**Listed records**
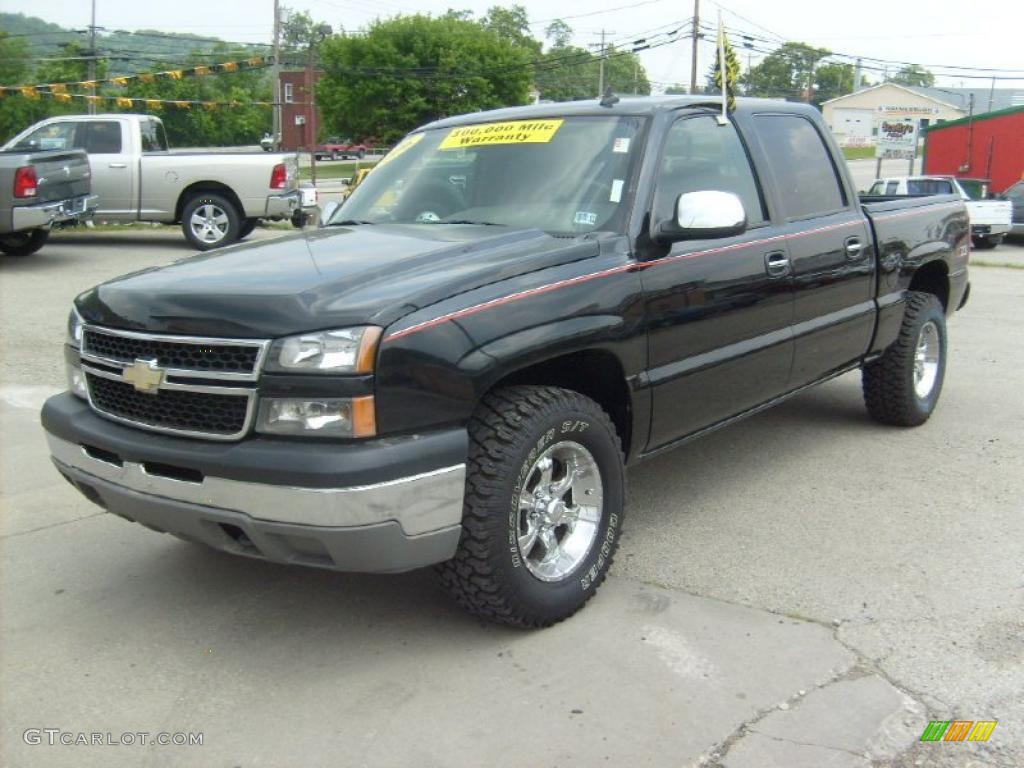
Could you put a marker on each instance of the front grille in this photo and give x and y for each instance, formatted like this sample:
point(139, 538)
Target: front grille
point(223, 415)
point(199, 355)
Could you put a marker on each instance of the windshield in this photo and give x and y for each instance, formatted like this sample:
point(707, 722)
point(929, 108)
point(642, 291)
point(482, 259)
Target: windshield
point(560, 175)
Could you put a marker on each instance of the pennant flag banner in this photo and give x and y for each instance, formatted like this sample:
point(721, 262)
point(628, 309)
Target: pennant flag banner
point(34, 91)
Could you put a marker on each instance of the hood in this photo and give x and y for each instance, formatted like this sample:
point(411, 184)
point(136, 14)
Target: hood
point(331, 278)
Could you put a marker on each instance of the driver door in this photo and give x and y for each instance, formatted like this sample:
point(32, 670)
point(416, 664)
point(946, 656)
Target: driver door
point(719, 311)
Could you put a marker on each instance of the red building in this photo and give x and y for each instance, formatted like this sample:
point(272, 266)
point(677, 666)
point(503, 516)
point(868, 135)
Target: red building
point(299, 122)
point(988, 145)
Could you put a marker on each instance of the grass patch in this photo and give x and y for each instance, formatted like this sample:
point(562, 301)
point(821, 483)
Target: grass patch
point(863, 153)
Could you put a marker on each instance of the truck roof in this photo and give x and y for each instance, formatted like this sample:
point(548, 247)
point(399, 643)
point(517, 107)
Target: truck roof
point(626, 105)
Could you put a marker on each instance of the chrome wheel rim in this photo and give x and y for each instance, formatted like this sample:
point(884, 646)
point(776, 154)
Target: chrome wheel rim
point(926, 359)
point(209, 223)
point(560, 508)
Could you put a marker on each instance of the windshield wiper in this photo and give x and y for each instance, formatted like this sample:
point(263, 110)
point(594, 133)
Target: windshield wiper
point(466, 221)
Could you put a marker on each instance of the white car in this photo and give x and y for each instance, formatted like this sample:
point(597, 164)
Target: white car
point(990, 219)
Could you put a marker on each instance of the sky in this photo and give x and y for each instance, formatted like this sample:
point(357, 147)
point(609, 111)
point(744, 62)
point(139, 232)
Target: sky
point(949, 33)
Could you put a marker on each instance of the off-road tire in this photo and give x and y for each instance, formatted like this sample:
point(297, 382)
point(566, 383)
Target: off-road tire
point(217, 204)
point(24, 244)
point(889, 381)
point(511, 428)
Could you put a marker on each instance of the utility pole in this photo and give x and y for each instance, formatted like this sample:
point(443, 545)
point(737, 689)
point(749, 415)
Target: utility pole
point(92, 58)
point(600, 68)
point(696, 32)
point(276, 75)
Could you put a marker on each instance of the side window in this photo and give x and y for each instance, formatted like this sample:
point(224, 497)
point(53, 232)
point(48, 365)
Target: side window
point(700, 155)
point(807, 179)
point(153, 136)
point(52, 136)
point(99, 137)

**Exercise task**
Please reproduce every row above word for word, leaving out the pictures.

**Exercise output**
Could you put a marker on each instance of the front grille in this photo and give x and y for each instance, formatted like this sample:
point(139, 538)
Target: front grille
point(223, 415)
point(199, 355)
Could you put a marker on each instance of the windshield in this photo and give x and y for each instance, formatted like this sample:
point(707, 722)
point(929, 108)
point(642, 291)
point(482, 259)
Target: windshield
point(560, 175)
Could you put a marker on each instance of the pennant flag banner in this photo and give x and y for each instance, formatted like this sample:
point(721, 262)
point(628, 309)
Target: pennant flag banner
point(34, 91)
Could you put a marker on each instance of the hood in this photo and give x and y for each instance, formatted like this sample:
point(411, 184)
point(136, 14)
Target: hood
point(331, 278)
Could you put a marker on each instance of the driver door in this photo and give x and y for each instance, formatted like this sample:
point(32, 670)
point(416, 664)
point(946, 656)
Target: driver door
point(719, 311)
Could you put a marker on each instance of the red building in this photo and give x and y for each instance, formatted like this sample:
point(272, 266)
point(677, 666)
point(503, 516)
point(868, 135)
Target: red building
point(299, 122)
point(988, 145)
Could you put a marker on each instance of the grass patch in this photo and give x and y for each instance, formatted like this sample:
point(562, 301)
point(821, 483)
Target: grass patch
point(863, 153)
Could you put a marker on each instance of the truck roof in this photo and give x and y for each instance, formatted like this sample:
point(548, 247)
point(399, 643)
point(517, 107)
Target: truck roof
point(626, 105)
Could you put a marker on each instance of the chrome wheel rim in this photo and give x and y for each instance, formatted like this sample:
point(884, 646)
point(776, 154)
Target: chrome wheel rim
point(926, 359)
point(209, 223)
point(560, 508)
Could you put a marker on each instance of the windshield wiper in this photo and give x and y for each instance, formatted like this sample:
point(263, 110)
point(594, 133)
Target: windshield wiper
point(466, 221)
Could you put a marker on each instance of the white car in this photo and give x and y for each instance, formatted like this sample:
point(597, 164)
Target: white car
point(990, 219)
Could you put a marker on each instance of the sky in this photo and give x and y for each instance, formatted like this sample:
point(357, 147)
point(609, 111)
point(744, 62)
point(139, 232)
Target: sky
point(949, 33)
Could you put a marker on each instance of the off-road tire in this photo and give x and y for each instance, formatted like this sample:
point(297, 382)
point(566, 383)
Target: off-road tire
point(217, 204)
point(24, 244)
point(889, 381)
point(511, 428)
Could you put a marker on each instance of the utility pole in this photo and give x and y for each instance, formatted like this sample:
point(443, 545)
point(737, 689)
point(749, 415)
Target: utility pole
point(92, 58)
point(600, 68)
point(696, 32)
point(276, 75)
Could you put a marker on each instance of the side window in this photo and give x and y for each instance, formatted like this sample:
point(224, 497)
point(53, 232)
point(48, 365)
Target: side window
point(700, 155)
point(807, 179)
point(153, 136)
point(52, 136)
point(99, 137)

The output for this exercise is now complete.